[What you are asked to do] Reproduce every line of the items below, requests included, scaling each answer coordinate by 2.25 and rounding to whole numbers with halves rounded up. Leave the sample coordinates within the requests unchanged, and omit the pictures.

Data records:

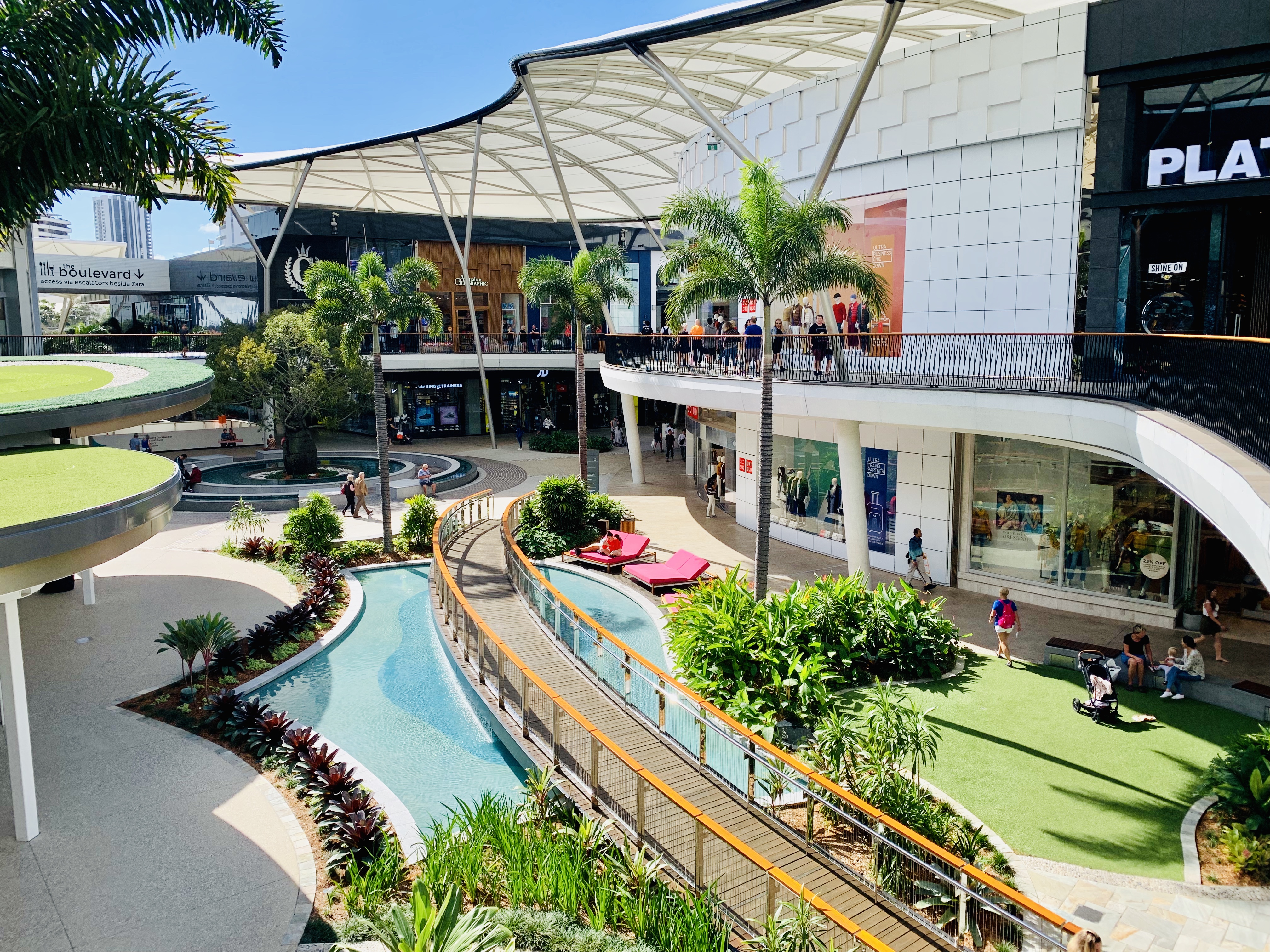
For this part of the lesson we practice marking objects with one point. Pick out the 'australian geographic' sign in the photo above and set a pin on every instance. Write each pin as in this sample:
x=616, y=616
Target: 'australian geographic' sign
x=116, y=276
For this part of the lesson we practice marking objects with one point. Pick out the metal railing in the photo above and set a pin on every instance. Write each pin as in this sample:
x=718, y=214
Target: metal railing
x=1221, y=384
x=699, y=851
x=91, y=344
x=898, y=865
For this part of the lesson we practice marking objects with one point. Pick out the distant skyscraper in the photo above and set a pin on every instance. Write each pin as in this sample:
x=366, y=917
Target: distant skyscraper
x=121, y=219
x=50, y=228
x=230, y=231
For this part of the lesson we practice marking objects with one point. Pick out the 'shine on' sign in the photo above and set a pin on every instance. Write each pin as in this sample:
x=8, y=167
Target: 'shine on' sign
x=1241, y=162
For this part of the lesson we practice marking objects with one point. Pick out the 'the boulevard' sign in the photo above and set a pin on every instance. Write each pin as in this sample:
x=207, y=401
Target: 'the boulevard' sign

[Complete response]
For this part of the lesson we practice marking objects with one point. Pick out the 'australian geographic' sign in the photo above and set a pin on every instance. Write each pin as in this sample:
x=616, y=616
Target: 'australian geographic' sign
x=261, y=621
For this part of the lesson we practice marking objects with one point. Pick out the metal railing in the photo above and set a pin on every instance. Write each pin as in this sample:
x=718, y=214
Target: metal railing
x=2747, y=864
x=1573, y=1915
x=205, y=774
x=2021, y=1946
For this part of the lesson we practice marking objects with one point. Pick out the distant skyscraper in the photo above and set a pin on every instance. Write each pin as in this sample:
x=366, y=917
Target: distant skyscraper
x=272, y=493
x=113, y=513
x=518, y=520
For this part of the lesson we practice marking objects with one point. Pick out the 'shine on' sign in the photo above and set a pin on every instance. Write each pin as in this sample:
x=8, y=167
Target: 'shine on' sign
x=2792, y=365
For this part of the lesson we practice marking objects with one point. Pick out the 'the boulevard' sign in the photo above and set a pin on every instance. Write each pin as in this sample:
x=207, y=401
Target: 'the boulevard' sign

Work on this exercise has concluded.